EXERCISE
The lines you return must be all those in the data that hold the string "head".

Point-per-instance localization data
● ● ● ● ● ● ●
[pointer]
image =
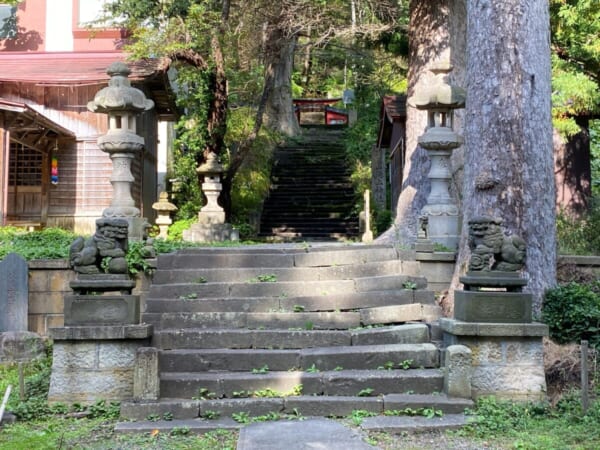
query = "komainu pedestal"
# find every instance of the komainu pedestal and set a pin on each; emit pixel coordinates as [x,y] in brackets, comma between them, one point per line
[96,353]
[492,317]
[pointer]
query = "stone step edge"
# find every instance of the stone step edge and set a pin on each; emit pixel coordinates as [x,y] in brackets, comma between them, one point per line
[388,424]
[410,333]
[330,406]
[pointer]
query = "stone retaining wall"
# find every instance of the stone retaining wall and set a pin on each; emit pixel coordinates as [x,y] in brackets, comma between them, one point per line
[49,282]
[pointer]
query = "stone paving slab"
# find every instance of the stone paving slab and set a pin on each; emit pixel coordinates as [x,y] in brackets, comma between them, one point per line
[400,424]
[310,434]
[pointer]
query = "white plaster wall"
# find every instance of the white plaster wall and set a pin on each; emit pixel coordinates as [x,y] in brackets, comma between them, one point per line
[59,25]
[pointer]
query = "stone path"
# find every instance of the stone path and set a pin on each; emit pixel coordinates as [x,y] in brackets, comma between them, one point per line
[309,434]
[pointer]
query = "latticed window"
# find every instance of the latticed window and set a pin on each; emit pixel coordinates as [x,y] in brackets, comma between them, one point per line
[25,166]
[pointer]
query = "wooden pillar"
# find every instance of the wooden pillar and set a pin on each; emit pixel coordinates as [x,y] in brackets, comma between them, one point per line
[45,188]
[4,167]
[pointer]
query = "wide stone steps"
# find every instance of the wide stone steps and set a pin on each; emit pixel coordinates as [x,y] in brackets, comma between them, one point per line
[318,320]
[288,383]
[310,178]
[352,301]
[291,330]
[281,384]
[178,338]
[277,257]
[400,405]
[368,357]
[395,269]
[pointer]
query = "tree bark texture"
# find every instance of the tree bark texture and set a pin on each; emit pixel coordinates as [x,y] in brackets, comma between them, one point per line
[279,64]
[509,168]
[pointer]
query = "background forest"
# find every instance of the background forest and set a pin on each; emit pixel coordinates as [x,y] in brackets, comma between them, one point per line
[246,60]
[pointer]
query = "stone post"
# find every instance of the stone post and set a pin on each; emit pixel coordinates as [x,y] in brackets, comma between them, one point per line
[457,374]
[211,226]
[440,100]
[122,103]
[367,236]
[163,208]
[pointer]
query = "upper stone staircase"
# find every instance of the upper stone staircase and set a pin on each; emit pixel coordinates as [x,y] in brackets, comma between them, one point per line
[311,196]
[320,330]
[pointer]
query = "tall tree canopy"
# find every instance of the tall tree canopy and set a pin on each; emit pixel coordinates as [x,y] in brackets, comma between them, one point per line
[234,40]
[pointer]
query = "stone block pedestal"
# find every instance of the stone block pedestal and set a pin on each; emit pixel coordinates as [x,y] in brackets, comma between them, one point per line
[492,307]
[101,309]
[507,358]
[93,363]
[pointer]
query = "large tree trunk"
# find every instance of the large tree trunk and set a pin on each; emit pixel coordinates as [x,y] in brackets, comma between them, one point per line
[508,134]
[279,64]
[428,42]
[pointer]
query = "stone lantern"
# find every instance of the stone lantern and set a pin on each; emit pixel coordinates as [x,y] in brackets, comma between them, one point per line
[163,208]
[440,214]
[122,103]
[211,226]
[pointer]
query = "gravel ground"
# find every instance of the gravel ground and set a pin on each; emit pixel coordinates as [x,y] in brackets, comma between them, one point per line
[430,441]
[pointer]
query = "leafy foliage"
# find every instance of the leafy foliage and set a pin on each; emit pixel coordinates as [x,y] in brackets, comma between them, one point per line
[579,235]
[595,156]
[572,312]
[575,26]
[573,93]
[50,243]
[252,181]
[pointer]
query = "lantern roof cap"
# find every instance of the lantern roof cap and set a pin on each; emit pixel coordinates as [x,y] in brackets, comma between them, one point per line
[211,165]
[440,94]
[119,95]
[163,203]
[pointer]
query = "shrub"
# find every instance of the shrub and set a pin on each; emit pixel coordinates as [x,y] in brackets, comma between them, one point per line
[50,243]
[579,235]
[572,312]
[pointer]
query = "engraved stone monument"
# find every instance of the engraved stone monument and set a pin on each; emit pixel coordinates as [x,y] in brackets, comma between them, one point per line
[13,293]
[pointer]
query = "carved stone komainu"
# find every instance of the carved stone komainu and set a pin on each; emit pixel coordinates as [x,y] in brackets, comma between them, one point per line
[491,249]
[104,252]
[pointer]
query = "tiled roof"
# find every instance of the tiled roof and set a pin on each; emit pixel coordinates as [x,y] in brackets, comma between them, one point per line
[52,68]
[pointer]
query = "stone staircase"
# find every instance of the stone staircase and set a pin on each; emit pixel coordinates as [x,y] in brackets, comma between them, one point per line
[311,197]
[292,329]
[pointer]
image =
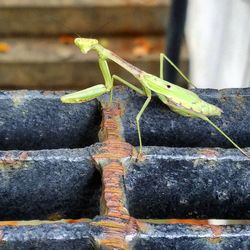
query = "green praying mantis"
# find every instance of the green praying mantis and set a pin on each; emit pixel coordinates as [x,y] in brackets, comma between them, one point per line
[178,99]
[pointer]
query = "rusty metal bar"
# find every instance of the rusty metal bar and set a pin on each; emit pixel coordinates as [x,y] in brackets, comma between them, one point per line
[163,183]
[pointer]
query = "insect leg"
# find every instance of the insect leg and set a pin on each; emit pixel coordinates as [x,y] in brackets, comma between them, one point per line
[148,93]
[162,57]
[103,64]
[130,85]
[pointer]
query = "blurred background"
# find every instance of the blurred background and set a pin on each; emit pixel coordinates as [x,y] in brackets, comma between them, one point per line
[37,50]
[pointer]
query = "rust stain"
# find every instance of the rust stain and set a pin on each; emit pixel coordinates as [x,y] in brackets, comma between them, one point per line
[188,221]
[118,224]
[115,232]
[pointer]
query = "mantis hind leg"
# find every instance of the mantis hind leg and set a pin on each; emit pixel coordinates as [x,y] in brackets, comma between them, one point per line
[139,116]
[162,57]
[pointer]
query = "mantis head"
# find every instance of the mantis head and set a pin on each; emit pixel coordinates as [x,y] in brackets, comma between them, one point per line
● ● ● ● ● ● ●
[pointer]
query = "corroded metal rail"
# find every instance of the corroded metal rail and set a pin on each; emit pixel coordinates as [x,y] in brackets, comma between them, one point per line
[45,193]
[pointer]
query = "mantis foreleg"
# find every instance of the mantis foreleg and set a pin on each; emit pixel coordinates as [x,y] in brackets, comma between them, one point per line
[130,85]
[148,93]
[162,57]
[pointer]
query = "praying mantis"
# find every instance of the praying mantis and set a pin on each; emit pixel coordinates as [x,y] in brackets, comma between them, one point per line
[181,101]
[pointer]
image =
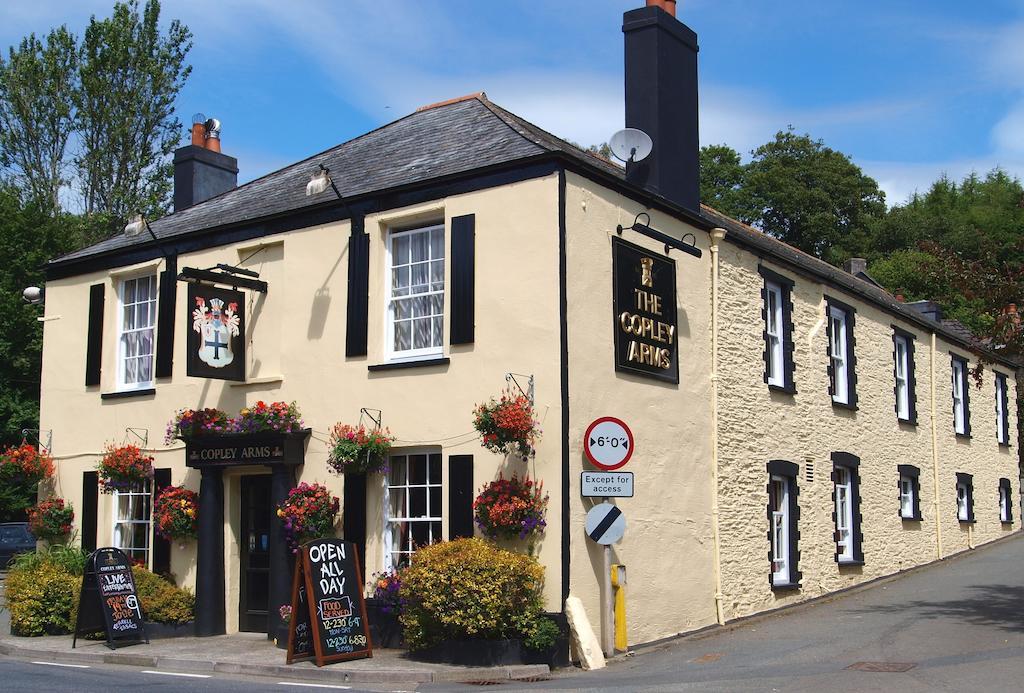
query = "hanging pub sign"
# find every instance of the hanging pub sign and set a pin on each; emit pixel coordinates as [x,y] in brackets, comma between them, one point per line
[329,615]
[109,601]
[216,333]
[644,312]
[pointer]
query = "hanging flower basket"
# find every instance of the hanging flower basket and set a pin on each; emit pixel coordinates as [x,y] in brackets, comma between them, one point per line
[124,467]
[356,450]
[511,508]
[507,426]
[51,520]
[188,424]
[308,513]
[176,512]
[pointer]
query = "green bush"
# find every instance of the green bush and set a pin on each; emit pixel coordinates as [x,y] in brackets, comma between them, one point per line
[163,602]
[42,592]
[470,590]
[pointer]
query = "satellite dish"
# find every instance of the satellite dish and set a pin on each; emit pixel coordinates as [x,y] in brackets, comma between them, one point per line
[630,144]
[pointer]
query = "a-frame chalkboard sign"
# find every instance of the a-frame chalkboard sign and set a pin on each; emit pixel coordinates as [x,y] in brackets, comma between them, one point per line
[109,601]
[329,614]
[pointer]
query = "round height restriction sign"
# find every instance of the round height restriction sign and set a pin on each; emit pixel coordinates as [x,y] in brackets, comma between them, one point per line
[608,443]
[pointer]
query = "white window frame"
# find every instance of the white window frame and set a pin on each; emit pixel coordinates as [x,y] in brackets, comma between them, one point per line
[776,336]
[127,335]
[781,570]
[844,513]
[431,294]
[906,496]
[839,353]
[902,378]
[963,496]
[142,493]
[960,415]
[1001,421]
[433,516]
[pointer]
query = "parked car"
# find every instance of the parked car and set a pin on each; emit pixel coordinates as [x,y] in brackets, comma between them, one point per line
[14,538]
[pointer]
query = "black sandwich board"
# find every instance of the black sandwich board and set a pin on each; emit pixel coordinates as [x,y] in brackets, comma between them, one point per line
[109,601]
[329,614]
● ● ● ● ● ● ●
EXERCISE SOLUTION
query = "mantis head"
# find every instance of the mantis head and set a pin on each; emit pixel coordinates as [x,y] in brackets, comma between them, one point per line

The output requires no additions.